╭─ Okuma Metni

Piyasalar

ORUÇ TUTMAK, NEYİ TUTMAKTIR?

Punto:

ORUÇ TUTMAK, NEYİ TUTMAKTIR?

Prof.Dr.Ertuğrul YAMAN

Ramazan-ı Şerif’in inanç dünyamızda ve geleneğimizde çok özel, önemli ve değerli bir yeri
vardır. Çünkü bu ay, Kur’an-ı Kerim’in indirilmeye başlandığı kutlu bir aydır. Bin aydan daha hayırlı
olan bir kadir gecesinde "oku" emri ile yeryüzüne inmeye başlayan kâinatın yüce kitabıyla birlikte,
karanlıklar aydınlanmaya, iyilikler ve doğruluklar çoğalmaya başladı. Aklın, vicdanın, adaletin ve
merhametin önü açıldı. Kur’an-ı Kerim, ziyasıyla tüm insanlık adına gönüllere ilaç, başlara taç;
zulmete ışık, gözlere ufuk oldu. O bir hayat rehberi olarak gönderildi ve azgınlaşan insanlığa bir
nizam ve intizam bahşetti. Ramazan günleri, gönülleri ferahlatan rahmet, mağfiret, sehavet, necat
ve bir huzur iklimidir. O günler, yürekleri serinleten ılık bir bahardır!.. Ramazan iklimi, bir paylaşma
iklimidir; eldeki, dildeki, gönüldeki imkânlar ve güzellikler paylaşılır. Sanki bir harman mevsimidir
yaşanan iklim! Cömertlik yapıldıkça, harman daha da bereketlenir! Gönüller yücelir, yüzler
güzelleşir!..
Yukarıda sıralananlar dışında daha sonsuz kerem ve hikmetiyle dünyamızı teşrif eden
Kur’an-ı Kerim’in bu kutlu ayda indirilmesinden mülhem olarak İslâm dininde Ramazan orucu,
Kur’an'ın bu ayda indirilmeye başlanmasının yıldönümü ile başlatılır. Kur’an-ı Kerim’in nazil olmaya
başladığı bu ayda tutulan orucun sevabının ise, doğrudan Allah (C.C.) tarafından verileceği vaat
edilmiştir. O sebepledir ki bu sonsuz sevap ve şifa kaynağı oruç ibadetini yerine getirmede bütün
Müslümanlar bu ayı hem oruçla, hem Kur’an-ı Kerim’i okumakla hem de bolca ibadetle geçirmek
isterler.
Her saniyesi bile böylesine değerli olan bu mübarek ayın iman ve ibadet boyutu hakkında
çok daha derin tahliller yapılabilir. Biz burada oruç tutmanın muamelat boyutu, toplumsal yönü
üzerinde yoğunlaşmak düşüncesindeyiz. Çünkü, sosyal bir hayat nizamı olarak tüm insanlığa
gönderilen yüce dinimiz İslam’ın ibadetleri için belki de sosyal yönü en güçlü olanlardan birisi de
oruç ibadetidir. Oruç tutmak, oruç tutan kişi kadar toplum düzenine de katkılar sunan, dengeleyici
ve düzenleyici ibadettir. Bu yazıda, oruç tutmanın toplumsal ve ahlaki yönü bu hassasiyetle ve
farklı bir bakış açısıyla ele alınacaktır.

╰─

● Çalışma Yönergeleri:
1. Oruç tutmanın anlamı üzerine yazıda "Her saniyesi bile" ifadesinden "açısıyla ele alınacaktır." ifadesine kadar olan bölümü değiştirmeden çıktı olarak ver.
2. Oruç tutmanın anlamı üzerine yazıyı son cümlesinden sonra devam ettir.

╭─ Veri Bölümü

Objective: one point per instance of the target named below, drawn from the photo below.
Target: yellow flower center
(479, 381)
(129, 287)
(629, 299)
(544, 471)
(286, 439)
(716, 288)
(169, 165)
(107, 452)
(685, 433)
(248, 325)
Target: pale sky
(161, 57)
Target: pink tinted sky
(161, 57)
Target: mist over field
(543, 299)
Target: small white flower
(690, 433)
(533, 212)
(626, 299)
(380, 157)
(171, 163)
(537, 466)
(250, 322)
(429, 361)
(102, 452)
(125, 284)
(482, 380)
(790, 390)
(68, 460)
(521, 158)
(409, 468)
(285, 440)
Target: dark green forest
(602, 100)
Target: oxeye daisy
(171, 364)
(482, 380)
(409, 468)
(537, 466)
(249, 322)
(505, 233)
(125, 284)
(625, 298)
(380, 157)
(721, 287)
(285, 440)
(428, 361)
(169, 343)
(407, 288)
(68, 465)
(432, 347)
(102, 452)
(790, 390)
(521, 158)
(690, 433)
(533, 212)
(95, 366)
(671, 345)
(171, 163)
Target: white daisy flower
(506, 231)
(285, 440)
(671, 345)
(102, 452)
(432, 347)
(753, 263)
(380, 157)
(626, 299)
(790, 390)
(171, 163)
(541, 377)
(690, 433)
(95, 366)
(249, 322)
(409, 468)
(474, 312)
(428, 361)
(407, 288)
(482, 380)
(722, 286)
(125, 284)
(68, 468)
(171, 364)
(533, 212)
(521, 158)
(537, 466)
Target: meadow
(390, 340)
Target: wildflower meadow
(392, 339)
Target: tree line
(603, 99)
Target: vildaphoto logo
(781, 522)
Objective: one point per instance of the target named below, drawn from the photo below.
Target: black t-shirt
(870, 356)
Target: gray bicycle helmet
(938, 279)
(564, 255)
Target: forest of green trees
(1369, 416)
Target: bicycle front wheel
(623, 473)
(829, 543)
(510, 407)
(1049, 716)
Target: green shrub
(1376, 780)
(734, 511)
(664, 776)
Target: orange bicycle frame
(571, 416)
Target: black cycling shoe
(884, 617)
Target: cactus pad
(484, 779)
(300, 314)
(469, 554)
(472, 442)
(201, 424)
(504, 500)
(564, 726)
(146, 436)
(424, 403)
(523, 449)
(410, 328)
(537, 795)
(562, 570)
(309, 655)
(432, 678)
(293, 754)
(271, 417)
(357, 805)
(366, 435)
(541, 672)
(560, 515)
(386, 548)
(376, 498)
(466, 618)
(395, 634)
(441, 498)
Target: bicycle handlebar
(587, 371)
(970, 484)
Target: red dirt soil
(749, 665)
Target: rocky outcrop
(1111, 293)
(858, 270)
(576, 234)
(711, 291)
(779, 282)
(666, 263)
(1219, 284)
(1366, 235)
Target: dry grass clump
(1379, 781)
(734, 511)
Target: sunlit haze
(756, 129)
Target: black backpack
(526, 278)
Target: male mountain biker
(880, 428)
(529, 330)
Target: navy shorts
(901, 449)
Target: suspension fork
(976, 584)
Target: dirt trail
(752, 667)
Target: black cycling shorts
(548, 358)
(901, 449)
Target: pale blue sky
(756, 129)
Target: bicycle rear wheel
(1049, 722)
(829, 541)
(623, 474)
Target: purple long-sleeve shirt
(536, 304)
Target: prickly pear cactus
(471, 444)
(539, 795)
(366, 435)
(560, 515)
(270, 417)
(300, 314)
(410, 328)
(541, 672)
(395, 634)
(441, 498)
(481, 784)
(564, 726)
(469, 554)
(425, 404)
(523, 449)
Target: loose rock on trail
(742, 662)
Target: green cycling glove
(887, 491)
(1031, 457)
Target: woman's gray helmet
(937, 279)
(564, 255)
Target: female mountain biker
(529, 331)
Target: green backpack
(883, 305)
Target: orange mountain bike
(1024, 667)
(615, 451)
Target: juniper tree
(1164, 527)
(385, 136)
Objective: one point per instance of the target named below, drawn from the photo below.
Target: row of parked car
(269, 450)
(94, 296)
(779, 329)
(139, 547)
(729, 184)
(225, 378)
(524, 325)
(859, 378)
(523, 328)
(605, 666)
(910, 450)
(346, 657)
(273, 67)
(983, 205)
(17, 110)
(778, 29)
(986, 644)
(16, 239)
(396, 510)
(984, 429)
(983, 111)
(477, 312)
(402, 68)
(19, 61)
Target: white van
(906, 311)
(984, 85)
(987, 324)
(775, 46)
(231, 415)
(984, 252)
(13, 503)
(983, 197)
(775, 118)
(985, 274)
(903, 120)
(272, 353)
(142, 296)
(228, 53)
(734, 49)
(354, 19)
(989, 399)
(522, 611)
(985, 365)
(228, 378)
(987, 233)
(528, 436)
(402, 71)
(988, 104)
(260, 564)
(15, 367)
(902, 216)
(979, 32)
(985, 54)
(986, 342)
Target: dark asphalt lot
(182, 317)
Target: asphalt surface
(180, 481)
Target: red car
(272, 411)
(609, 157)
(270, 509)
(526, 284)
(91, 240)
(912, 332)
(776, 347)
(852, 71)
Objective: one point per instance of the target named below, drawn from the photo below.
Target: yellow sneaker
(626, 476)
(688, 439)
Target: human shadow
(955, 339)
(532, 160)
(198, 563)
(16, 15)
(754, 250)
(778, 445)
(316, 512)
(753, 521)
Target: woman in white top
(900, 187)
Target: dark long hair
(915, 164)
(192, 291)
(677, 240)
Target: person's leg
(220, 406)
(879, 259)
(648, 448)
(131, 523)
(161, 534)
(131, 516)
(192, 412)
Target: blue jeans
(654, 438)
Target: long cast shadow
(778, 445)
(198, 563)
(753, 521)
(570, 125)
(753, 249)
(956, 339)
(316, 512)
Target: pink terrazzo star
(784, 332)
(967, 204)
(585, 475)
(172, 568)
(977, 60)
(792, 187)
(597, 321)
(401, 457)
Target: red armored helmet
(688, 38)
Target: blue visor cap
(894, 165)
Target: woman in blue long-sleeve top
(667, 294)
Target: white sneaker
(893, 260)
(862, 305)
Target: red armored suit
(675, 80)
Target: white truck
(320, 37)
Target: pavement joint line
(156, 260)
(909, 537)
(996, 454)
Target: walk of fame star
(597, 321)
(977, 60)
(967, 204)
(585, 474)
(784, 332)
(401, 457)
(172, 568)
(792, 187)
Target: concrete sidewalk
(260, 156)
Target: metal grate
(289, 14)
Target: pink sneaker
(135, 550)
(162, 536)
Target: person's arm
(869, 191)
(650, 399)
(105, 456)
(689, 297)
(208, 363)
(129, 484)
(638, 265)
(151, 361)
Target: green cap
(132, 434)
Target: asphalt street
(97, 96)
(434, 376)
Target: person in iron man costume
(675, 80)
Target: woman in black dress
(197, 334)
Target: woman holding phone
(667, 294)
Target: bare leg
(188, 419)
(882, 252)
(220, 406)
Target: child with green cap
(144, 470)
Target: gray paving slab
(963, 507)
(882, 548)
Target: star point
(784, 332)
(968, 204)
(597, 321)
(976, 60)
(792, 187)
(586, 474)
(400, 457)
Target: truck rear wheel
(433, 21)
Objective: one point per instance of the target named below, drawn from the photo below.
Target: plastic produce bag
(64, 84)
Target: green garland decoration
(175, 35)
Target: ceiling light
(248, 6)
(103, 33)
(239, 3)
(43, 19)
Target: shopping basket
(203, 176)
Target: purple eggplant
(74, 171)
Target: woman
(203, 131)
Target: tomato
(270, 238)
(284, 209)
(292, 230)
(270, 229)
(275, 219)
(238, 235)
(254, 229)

╰─

● Çıktılar:
1.
Her saniyesi bile böylesine değerli olan bu mübarek ayın iman ve ibadet boyutu hakkında
çok daha derin tahliller yapılabilir. Biz burada oruç tutmanın muamelat boyutu, toplumsal yönü
üzerinde yoğunlaşmak düşüncesindeyiz. Çünkü, sosyal bir hayat nizamı olarak tüm insanlığa
gönderilen yüce dinimiz İslam’ın ibadetleri için belki de sosyal yönü en güçlü olanlardan birisi de
oruç ibadetidir. Oruç tutmak, oruç tutan kişi kadar toplum düzenine de katkılar sunan, dengeleyici
ve düzenleyici ibadettir. Bu yazıda, oruç tutmanın toplumsal ve ahlaki yönü bu hassasiyetle ve
farklı bir bakış açısıyla ele alınacaktır.

2.
Orucu Tutmak?
Oruç tutmak, her şeyden önce ilahi hikmete ram olmaktır. Oruç tutmak; bağışlanmak,
rahmet denizine dalmak ve kurtuluşa ermektir! Oruç tutmak; sevap kazanmak, sıhhate ermek ve
diğergam olabilmektir. Oruç tutmak; içimizi kemiren egoları kırmak, tevazuyu bulmak, aslımıza
dönmektir! Oruç tutmak; sabrın meyvesini yemektir, hayata karşı güç ve direnç kazanmaktır! Oruç
tutan insan, her türlü zorlukla baş edebilir!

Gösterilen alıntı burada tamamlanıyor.